◆ **Task goal**: Which lines of the entries below run from the one holding "Target: ornate street lamp" to the one holding "Target: metal cross on pediment", inclusive? Set down exactly those lines and no others.

◆ **Source data**:
────────────────

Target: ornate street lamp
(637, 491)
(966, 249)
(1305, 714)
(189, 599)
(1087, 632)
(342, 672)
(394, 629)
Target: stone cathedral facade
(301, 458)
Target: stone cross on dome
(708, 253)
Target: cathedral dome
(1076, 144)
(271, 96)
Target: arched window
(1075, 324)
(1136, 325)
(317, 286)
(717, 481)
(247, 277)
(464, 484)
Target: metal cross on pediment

────────────────

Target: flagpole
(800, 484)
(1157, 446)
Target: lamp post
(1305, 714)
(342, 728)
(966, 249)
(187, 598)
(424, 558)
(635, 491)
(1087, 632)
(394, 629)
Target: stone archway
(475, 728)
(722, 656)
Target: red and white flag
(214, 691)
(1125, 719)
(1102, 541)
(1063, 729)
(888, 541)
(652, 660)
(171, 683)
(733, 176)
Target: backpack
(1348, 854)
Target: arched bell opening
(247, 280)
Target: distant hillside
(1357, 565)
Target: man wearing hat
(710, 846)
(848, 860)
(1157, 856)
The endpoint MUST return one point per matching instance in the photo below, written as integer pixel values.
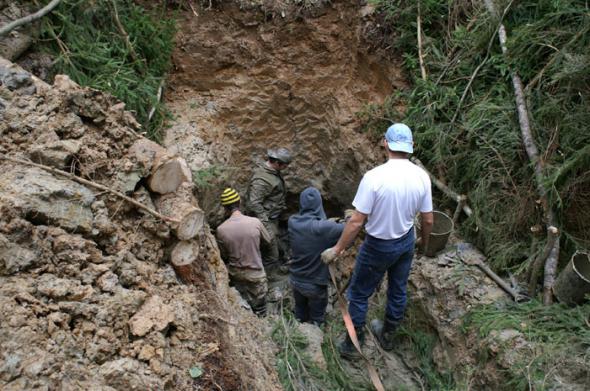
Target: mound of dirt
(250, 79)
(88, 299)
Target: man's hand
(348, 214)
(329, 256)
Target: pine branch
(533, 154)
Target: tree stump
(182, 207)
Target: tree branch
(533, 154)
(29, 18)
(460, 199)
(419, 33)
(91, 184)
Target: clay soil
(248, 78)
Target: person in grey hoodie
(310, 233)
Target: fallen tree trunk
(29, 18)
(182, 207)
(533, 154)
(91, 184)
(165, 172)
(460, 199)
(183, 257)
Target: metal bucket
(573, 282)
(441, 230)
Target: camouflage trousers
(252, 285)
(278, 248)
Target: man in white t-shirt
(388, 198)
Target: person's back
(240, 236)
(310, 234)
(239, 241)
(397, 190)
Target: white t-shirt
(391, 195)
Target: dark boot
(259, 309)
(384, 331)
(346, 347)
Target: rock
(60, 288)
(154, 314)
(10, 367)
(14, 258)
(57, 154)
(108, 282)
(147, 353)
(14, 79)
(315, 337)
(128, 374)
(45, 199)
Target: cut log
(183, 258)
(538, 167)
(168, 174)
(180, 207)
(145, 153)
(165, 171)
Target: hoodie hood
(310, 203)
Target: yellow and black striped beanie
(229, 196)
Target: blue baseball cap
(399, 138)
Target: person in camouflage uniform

────────────────

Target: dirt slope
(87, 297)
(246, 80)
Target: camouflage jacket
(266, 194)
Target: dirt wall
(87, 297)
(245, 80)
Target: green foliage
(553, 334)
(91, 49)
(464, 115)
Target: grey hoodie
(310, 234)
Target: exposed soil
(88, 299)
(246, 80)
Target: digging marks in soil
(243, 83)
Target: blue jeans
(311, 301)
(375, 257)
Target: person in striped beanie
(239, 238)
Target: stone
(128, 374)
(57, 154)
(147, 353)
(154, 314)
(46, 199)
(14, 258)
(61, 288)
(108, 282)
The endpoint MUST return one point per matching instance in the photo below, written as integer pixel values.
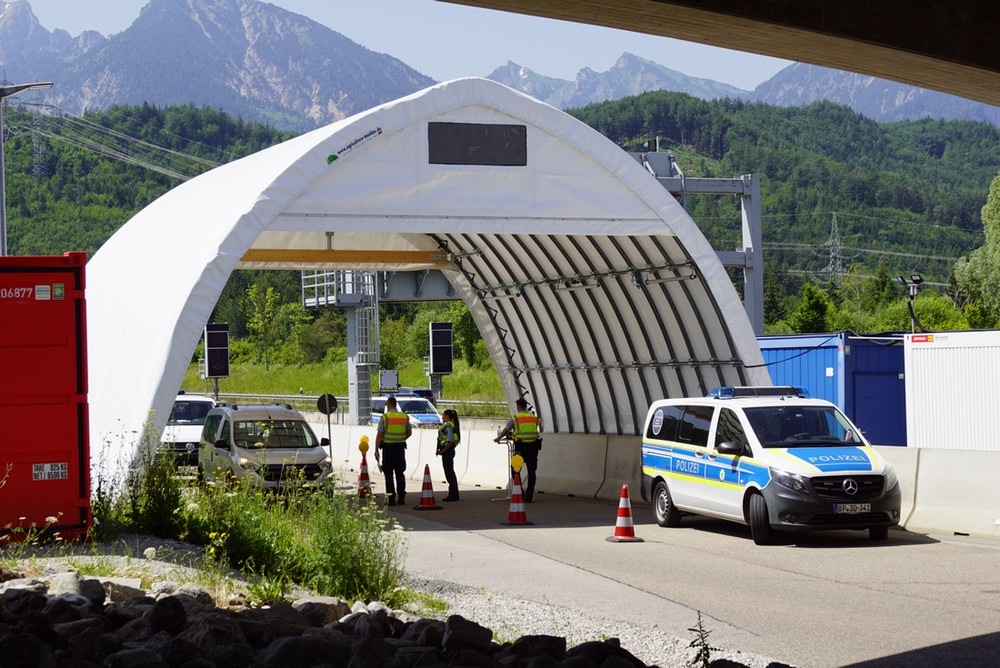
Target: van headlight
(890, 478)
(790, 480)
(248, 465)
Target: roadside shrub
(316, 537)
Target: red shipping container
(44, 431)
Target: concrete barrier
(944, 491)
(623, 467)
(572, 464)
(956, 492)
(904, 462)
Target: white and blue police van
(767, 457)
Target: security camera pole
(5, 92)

────────────────

◆ **Solution**:
Target: ornate street lamp
(637, 491)
(966, 249)
(1305, 714)
(189, 599)
(1087, 632)
(342, 672)
(394, 629)
Target: stone cathedral facade
(301, 458)
Target: stone cross on dome
(708, 253)
Target: cathedral dome
(1076, 144)
(271, 96)
Target: arched window
(1075, 324)
(1136, 325)
(317, 286)
(717, 481)
(247, 277)
(464, 484)
Target: metal cross on pediment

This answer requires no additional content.